* **EXERCISE DIRECTIONS**
The word to look for is "trunk". Report every line of the entries below that has it.

* **DATA FOR THIS TASK**
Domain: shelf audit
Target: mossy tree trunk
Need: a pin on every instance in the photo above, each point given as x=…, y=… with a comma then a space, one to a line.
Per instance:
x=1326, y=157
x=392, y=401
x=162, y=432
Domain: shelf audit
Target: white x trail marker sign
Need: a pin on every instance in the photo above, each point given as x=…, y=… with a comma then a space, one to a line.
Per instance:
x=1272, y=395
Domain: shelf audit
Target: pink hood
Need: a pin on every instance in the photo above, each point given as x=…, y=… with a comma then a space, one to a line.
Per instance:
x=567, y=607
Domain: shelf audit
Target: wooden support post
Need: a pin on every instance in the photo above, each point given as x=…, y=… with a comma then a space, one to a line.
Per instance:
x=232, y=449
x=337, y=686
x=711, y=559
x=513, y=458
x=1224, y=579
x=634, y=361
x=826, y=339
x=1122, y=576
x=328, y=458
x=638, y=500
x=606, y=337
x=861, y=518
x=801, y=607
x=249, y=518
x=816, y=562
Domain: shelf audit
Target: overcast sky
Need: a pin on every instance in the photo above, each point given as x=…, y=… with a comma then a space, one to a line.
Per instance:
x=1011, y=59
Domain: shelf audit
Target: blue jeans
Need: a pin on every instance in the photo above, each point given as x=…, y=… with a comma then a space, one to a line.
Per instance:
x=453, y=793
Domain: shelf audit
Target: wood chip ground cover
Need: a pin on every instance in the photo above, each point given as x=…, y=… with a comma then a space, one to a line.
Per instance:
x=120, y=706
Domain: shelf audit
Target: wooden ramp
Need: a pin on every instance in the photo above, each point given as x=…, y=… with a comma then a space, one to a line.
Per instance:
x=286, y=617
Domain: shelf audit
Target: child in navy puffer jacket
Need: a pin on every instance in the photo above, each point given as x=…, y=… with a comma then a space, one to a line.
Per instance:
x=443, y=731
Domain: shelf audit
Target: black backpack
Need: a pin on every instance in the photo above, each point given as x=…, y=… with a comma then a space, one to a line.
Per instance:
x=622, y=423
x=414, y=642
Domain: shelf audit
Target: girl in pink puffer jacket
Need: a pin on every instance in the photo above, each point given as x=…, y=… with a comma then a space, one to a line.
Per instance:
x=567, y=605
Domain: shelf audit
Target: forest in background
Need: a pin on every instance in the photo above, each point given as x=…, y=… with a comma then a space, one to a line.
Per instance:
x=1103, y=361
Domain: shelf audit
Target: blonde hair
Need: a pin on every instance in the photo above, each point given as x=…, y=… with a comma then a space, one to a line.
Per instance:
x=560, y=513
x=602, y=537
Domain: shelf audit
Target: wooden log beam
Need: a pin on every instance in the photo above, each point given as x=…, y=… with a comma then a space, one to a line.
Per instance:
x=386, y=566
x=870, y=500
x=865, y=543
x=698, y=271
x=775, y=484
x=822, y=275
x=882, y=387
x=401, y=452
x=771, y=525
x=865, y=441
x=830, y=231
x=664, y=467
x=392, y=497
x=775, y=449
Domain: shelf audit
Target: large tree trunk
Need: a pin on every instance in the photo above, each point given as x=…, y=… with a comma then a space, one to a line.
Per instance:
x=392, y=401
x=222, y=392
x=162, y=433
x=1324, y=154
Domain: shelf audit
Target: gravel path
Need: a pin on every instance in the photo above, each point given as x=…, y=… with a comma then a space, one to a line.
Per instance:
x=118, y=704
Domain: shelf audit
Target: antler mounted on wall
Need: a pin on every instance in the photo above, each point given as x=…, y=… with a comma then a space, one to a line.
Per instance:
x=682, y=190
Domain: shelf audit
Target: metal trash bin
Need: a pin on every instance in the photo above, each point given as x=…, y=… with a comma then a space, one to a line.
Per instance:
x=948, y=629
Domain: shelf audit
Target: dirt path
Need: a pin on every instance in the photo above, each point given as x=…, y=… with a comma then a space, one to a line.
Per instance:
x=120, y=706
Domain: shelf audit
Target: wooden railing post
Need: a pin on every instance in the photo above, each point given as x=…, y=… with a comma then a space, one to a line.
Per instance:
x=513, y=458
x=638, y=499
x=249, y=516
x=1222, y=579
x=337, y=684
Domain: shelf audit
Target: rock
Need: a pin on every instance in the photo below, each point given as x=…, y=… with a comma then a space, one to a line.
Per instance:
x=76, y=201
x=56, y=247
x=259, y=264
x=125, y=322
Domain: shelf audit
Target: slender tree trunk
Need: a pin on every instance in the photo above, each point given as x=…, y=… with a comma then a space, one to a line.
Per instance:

* **OUTPUT OF THE TASK**
Target: mossy tree trunk
Target: large tree trunk
Target: slender tree trunk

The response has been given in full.